▶ [Yang Akan Dikerjakan]
**1.** Tuliskan kembali seluruh bagian kisah tentang keluarga, mulai dari "Seiring dengan berjalannya" terus sampai ke "plester dengan tembok.".
**2.** Sebutkan semua jenis jajanan yang disebutkan dijual Mama di sekolah dalam kisah tentang keluarga.

Saat ini, buatku keluarga nomor satu dan mereka ada dalam rancangan masa depanku. Jika ada yang mengatakan keluarga adalah hambatan bagiku, mereka salah. Keluarga adalah motivasi terbesarku.
Mungkin tidak banyak dari kalian yang mengetahui latar belakang keluarga saya. Mungkin juga bukan hal yg penting untuk diketahui oleh kalian. Tapi jika kalian terus membaca artikel ini, izinkan saya membagikan kisahku. Saya lahir di keluarga PNS. Bapa saya seorang PNS di Pertanahan dan Almh. Mama saya adalah seorang guru PNS.
Kami tinggal di rumah yang terus mengalami perombakan. Jika melihat foto lama, pada masa awal, rumah kami hanyalah sebuah ruangan berukuran 3x3, dindingnya dari anyaman bambu (gedhek), berlantaikan tanah.
Seiring dengan berjalannya waktu, rumah kami diperbaharui menjadi rumah berbatu bata merah dengan lantai semen. Beberapa tahun kemudian barulah di plester dengan tembok.
Tidak banyak barang yang kami miliki. Bahkan sofa merupakan barang mewah bagi kami. Tapi kami bahagia. Saluran TV kami hanya TVRI danTPI. Hanya orang kaya yang punya parabola yang dapat menangkap siaran TV swasta. Seringkali saya pulang hingga larut malam karena menonton televisi di rumah orang lain. Beberapa tahun kemudian, Bapa membeli parabola. Saya merasakan kemewahan untuk pertama kalinya.
Kebutuhan semakin banyak. Bapa dan Mama adalah orang yang mengajarkan padaku arti bekerja keras dan jujur. Untuk membantu keuangan keluarga, selain menjadi guru, Mama juga berjualan di sekolah. Kerupuk, keripik, kacang, jagung, Astor, apa saja dijual. Kisah ini yang paling saya ingat:
"Ma, kasih saya Astor kah. Satu saja."

▶ [Materi yang Diberikan]
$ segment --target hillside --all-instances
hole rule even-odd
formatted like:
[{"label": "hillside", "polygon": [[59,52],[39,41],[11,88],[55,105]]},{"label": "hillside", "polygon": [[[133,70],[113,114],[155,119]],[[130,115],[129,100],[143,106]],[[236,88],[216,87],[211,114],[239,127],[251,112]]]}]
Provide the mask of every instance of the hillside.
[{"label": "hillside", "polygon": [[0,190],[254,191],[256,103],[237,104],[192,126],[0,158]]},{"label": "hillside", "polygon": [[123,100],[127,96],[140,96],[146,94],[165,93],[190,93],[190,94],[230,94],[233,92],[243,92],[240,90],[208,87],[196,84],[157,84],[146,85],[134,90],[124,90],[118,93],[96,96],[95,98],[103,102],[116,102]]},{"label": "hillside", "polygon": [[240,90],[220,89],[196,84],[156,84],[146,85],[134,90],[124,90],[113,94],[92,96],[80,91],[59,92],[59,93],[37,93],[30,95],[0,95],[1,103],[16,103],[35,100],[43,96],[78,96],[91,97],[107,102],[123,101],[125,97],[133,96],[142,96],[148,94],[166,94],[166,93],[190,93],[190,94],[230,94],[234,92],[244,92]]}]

▶ [Latihan Selesai]
**1.**
Seiring dengan berjalannya waktu, rumah kami diperbaharui menjadi rumah berbatu bata merah dengan lantai semen. Beberapa tahun kemudian barulah di plester dengan tembok.

**2.** Kerupuk, keripik, kacang, jagung, dan Astor.